- TO BE DONE:
Reproduce verbatim the final portion of the material below, from the line containing "Flashcard task. Put a dot on each instance of the woman" through its last line, and nothing else.
--- Start LISTING ---
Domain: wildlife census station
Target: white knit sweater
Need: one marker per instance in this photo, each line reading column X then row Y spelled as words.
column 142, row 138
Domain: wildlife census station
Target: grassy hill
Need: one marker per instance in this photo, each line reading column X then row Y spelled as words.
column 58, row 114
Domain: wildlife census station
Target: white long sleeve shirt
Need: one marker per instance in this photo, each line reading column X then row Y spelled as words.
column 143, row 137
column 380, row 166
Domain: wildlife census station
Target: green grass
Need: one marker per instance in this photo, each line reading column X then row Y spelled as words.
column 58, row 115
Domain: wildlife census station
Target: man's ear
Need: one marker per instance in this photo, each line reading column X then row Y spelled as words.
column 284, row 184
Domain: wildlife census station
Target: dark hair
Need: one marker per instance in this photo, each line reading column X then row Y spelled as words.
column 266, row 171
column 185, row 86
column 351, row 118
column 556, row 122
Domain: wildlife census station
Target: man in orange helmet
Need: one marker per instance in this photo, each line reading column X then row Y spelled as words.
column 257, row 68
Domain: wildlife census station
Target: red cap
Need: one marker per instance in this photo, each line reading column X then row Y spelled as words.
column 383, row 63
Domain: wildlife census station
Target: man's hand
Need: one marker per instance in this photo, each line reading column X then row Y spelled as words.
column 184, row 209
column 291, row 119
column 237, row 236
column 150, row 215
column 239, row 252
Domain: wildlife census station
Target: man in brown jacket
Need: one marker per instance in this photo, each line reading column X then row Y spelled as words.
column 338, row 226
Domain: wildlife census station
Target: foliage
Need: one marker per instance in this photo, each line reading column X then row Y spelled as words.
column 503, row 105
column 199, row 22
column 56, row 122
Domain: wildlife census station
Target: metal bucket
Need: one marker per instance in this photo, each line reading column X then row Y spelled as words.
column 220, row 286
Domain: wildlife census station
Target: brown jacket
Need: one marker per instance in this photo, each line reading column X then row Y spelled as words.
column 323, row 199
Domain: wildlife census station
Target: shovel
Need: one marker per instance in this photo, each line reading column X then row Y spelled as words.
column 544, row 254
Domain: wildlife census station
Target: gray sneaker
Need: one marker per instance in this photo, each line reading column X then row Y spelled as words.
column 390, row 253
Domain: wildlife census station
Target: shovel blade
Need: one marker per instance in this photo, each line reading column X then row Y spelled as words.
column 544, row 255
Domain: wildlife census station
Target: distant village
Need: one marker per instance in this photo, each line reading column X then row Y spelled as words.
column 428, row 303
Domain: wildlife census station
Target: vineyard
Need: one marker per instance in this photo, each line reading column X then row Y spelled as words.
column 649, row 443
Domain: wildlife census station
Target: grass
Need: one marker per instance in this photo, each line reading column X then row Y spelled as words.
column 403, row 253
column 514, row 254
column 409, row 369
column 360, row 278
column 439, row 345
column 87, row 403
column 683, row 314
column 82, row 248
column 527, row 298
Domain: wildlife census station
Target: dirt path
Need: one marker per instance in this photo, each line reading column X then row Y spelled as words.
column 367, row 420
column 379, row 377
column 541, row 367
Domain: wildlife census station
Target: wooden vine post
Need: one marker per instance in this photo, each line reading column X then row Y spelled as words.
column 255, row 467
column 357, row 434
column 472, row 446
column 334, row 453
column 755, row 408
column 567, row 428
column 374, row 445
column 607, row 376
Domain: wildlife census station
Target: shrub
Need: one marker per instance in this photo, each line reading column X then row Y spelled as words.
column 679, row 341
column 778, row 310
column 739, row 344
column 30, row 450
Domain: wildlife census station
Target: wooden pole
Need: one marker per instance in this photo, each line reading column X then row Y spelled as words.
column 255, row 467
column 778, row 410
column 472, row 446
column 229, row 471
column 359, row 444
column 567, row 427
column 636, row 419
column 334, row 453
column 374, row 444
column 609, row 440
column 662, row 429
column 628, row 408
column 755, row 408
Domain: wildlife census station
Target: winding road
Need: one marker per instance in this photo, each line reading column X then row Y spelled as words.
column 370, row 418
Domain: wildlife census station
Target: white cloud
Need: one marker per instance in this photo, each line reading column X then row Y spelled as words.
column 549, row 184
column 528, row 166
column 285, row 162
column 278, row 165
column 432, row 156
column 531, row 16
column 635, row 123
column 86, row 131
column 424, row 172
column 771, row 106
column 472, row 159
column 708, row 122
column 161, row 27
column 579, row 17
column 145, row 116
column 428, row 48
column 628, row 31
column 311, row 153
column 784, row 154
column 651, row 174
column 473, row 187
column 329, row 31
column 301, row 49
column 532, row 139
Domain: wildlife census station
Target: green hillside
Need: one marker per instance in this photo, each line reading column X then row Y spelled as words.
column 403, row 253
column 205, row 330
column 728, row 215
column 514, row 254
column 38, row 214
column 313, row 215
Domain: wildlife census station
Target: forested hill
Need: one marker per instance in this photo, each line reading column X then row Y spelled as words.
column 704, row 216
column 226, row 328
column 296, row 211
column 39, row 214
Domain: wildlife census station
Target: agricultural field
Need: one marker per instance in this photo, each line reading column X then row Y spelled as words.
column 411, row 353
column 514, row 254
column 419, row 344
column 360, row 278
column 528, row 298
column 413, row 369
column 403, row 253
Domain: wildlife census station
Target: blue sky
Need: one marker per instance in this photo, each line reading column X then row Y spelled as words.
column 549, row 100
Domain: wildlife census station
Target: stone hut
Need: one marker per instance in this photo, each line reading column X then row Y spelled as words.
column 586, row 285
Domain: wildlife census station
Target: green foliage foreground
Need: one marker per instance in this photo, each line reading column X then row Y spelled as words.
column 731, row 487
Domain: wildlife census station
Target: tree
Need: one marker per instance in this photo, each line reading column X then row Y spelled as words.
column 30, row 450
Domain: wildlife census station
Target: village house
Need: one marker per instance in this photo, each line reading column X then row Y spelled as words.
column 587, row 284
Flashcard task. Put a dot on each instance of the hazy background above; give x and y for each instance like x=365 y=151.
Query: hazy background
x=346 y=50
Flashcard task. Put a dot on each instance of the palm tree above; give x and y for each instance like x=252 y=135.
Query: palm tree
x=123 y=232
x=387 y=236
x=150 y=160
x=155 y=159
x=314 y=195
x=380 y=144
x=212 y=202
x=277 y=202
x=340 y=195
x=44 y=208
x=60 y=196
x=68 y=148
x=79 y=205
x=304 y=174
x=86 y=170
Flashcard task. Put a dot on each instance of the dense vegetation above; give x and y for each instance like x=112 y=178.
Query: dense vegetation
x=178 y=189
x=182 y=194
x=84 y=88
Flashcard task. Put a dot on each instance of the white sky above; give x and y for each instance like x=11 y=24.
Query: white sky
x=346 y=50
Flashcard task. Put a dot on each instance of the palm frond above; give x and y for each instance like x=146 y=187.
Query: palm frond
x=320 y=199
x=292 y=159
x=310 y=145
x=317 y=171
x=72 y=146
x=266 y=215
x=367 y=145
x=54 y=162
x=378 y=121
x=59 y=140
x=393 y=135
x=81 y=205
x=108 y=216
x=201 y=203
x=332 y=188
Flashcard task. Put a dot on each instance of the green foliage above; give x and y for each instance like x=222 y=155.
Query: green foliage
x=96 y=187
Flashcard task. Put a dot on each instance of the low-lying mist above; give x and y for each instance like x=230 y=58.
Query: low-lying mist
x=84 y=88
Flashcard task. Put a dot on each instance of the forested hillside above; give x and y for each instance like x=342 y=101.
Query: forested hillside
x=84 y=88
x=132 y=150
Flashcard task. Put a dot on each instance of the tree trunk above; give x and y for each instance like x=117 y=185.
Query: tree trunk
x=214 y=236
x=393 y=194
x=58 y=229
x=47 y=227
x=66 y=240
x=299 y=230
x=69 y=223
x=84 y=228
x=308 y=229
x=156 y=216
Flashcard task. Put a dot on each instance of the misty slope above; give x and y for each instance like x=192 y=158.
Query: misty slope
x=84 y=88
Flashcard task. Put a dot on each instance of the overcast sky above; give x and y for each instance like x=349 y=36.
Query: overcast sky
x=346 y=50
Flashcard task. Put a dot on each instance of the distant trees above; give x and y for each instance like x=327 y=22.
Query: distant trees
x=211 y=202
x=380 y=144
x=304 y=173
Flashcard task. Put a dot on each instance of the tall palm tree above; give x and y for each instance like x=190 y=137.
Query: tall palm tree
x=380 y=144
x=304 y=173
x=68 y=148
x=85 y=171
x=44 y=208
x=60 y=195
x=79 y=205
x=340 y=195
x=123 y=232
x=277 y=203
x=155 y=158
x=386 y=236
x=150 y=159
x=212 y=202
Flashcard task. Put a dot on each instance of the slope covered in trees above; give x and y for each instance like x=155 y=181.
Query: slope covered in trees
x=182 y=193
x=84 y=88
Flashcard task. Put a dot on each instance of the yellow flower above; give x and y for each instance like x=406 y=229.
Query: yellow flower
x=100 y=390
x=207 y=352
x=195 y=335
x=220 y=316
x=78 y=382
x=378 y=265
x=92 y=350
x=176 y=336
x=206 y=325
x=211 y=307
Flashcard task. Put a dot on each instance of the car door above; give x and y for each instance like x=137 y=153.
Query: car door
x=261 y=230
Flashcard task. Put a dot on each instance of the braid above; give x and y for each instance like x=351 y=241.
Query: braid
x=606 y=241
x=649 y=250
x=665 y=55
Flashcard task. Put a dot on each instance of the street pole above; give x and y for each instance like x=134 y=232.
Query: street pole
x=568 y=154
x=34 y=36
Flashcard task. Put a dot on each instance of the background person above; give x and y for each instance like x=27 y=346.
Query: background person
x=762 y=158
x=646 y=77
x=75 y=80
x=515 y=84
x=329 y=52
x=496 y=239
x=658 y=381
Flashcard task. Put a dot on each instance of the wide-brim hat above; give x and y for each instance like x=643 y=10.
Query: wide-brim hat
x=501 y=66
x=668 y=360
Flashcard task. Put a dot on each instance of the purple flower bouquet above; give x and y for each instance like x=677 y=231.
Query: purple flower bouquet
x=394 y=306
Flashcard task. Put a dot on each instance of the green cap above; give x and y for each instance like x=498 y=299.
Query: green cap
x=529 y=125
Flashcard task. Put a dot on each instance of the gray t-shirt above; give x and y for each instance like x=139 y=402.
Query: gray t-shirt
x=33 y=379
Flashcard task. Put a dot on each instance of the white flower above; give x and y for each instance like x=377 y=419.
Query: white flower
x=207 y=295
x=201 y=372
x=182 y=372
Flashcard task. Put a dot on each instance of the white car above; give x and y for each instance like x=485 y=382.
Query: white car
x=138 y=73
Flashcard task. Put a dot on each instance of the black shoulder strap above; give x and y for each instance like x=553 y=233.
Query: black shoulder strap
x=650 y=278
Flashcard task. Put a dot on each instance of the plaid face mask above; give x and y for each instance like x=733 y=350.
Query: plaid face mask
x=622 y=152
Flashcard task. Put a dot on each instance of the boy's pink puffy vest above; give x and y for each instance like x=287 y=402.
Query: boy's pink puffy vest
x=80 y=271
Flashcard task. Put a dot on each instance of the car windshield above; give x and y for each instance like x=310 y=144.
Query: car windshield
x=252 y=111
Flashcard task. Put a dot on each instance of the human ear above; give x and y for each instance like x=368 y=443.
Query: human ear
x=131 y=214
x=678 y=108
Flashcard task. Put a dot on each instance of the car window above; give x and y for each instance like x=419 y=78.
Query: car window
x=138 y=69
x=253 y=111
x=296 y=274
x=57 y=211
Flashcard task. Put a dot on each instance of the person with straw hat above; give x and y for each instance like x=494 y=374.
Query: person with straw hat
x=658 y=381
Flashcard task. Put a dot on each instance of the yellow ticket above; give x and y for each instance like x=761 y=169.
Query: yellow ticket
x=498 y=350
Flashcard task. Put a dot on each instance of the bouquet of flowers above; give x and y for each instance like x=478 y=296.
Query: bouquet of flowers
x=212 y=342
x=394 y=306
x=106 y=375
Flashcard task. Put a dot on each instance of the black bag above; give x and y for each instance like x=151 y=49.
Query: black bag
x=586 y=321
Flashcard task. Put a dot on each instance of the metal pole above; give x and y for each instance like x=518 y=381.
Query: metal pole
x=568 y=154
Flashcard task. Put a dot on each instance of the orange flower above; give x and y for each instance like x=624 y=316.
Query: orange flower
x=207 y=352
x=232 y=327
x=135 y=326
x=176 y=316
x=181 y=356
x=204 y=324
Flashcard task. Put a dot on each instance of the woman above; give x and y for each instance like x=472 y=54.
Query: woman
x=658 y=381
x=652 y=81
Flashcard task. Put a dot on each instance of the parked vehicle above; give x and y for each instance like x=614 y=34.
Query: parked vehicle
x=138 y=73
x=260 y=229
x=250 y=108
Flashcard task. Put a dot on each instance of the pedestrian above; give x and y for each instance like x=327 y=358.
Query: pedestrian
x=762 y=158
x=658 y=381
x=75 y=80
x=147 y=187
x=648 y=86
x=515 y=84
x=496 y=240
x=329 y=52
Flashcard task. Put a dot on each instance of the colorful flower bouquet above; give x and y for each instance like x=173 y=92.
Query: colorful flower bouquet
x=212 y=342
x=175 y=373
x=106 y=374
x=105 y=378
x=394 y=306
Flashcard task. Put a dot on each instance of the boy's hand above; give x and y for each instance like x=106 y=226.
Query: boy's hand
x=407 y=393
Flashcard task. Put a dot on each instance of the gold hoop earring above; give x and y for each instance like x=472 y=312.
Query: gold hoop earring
--- End LISTING ---
- SOLUTION:
Flashcard task. Put a dot on each instance of the woman above; give x and y for each instance like x=472 y=54.
Query: woman
x=658 y=381
x=652 y=81
Flashcard task. Put a dot on each instance of the parked vehicle above; give x and y for each instance like x=614 y=34.
Query: parked vehicle
x=138 y=73
x=260 y=229
x=250 y=108
Flashcard task. Put a dot on each instance of the pedestrian above; give x and y for each instance like x=327 y=358.
Query: pedestrian
x=762 y=158
x=658 y=381
x=75 y=80
x=147 y=187
x=648 y=86
x=515 y=84
x=496 y=240
x=329 y=52
Flashcard task. Put a dot on each instance of the colorful flower bouquet above; give x and y for each instance like x=173 y=92.
Query: colorful flower bouquet
x=212 y=342
x=175 y=373
x=106 y=374
x=105 y=378
x=394 y=306
Flashcard task. Put a dot on each instance of the boy's hand above; give x and y for each instance like x=106 y=226.
Query: boy's hand
x=407 y=393
Flashcard task. Put a dot on each instance of the gold hoop earring above; give x and y for each instance like x=472 y=312.
Query: gold hoop earring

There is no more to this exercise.